Count the lines in the material below that contain the string "grass". Return only the count.

#### EXTRACTED DATA

BEGIN

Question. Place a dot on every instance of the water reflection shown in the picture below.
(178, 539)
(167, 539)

END
BEGIN

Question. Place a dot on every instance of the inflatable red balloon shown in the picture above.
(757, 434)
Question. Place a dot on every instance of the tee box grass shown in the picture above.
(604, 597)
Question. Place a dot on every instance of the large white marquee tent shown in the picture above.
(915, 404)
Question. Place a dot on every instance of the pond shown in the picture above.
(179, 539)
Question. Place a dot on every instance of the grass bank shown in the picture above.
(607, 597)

END

#### TASK OUTPUT
2